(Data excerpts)
☆ ☆ ☆ ☆ ☆ ☆ ☆
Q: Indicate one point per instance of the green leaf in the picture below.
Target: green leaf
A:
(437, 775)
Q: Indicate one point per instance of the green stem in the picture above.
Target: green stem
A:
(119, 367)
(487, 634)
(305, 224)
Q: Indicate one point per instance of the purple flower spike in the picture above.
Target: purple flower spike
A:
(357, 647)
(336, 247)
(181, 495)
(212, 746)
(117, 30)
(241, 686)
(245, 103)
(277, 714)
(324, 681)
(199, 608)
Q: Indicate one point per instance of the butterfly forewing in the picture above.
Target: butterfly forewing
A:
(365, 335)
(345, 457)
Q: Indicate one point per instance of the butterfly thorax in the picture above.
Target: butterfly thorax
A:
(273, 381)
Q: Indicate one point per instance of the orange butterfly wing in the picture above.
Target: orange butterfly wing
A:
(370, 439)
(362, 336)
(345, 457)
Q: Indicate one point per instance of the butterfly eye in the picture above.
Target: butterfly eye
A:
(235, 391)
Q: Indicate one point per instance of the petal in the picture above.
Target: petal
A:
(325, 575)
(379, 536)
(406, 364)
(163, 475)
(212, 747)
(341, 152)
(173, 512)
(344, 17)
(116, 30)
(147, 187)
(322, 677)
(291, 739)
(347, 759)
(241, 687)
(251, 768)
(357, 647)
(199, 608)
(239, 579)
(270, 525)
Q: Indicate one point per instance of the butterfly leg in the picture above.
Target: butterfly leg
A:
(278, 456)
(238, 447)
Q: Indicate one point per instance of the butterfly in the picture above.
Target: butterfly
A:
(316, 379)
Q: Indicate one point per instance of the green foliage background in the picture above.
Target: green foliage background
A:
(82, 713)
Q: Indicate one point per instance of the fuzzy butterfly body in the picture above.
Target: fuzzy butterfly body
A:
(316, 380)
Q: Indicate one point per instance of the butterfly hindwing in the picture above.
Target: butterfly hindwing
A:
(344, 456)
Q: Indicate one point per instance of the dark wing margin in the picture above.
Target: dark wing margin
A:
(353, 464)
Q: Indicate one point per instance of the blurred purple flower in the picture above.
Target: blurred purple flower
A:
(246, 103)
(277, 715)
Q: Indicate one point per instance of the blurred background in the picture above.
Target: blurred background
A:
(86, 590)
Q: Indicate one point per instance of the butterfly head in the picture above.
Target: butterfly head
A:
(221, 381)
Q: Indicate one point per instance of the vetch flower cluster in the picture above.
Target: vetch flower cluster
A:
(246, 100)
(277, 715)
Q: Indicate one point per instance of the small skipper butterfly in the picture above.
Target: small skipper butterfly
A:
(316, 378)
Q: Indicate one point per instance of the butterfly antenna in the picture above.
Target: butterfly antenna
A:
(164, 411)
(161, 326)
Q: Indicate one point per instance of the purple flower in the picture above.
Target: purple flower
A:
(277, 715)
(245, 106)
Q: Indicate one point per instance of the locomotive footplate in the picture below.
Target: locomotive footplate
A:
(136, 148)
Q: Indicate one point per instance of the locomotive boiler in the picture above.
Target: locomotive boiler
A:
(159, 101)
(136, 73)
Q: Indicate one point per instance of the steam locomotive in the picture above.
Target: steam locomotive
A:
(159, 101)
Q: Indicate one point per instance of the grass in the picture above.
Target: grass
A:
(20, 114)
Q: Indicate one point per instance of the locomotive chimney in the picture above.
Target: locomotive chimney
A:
☆ ☆ ☆ ☆ ☆ ☆ ☆
• Exercise prompt:
Start at the line with "Q: Indicate one point per instance of the purple flower in". Give that line and every line after it again, word for word, through the last line above.

• Reply to the task:
Q: Indicate one point per instance of the purple flower in the picture above.
Target: purple flower
A:
(277, 715)
(245, 106)
Q: Indicate one point per instance of the locomotive footplate in the picture below.
Target: locomotive footplate
A:
(136, 148)
Q: Indicate one point per instance of the locomotive boiler in the picture above.
Target: locomotive boiler
A:
(159, 101)
(136, 73)
Q: Indicate one point per instance of the steam locomotive in the picture above.
Target: steam locomotive
A:
(159, 101)
Q: Indicate one point per instance of the grass in the picture above.
Target: grass
A:
(20, 114)
Q: Indicate one point per instance of the locomotive chimney in the picture above.
Target: locomotive chimney
A:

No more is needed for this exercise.